* EXERCISE BRIEF
Scale the listing from the line containing "Tight-box annotation required for the class stone" through its end, both ends included. Rewrite every line in that stretch, requests too, multiplying each bounding-box coordinate in the answers by 1.05 and rounding to whole numbers with halves going up.

* DATA FOR THIS EXERCISE
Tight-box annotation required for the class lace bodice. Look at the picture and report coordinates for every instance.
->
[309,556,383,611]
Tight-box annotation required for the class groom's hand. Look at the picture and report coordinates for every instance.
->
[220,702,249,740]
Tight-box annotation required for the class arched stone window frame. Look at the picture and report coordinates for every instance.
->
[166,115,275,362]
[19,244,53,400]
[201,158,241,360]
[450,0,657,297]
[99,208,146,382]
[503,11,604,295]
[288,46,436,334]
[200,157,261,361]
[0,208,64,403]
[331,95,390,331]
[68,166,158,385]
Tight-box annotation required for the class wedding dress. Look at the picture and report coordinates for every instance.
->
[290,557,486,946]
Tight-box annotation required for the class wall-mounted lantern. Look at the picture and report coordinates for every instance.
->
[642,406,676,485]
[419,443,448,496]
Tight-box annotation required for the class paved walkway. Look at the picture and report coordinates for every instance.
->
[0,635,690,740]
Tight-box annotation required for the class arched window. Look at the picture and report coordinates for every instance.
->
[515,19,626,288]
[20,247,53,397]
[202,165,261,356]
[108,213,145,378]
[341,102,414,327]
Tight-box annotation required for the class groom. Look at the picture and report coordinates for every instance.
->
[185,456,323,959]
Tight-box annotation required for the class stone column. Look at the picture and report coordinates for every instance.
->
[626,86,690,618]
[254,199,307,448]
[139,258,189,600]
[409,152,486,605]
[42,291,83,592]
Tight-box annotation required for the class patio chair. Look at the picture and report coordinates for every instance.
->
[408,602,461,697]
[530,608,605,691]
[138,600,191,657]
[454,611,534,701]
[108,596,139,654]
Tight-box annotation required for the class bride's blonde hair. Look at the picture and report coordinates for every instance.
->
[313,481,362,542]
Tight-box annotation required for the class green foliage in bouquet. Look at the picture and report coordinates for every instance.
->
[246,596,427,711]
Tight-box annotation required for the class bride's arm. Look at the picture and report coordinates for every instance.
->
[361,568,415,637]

* THE RESULT
Tight-box annotation required for the class stone column. Look at the picture and report coordinates for every instance.
->
[657,90,725,649]
[267,209,322,470]
[146,271,198,630]
[429,160,510,635]
[44,306,87,622]
Tight-box annotation required for the class patio chair. Look at the picture and report coordinates for every instance.
->
[428,632,484,732]
[557,638,635,726]
[145,630,201,690]
[477,642,561,736]
[113,626,146,687]
Tight-box annotation required for the class bride's blonde hair. Look at the picture and report coordinates for every instance.
->
[329,505,380,569]
Tight-box annotation required for the class green foliage in bouquet. Look at the picture and report coordinates for every instance.
->
[258,626,448,747]
Tight-box annotation required for the class bride's arm. Look at the picture and report coordinates for every instance.
->
[379,596,436,669]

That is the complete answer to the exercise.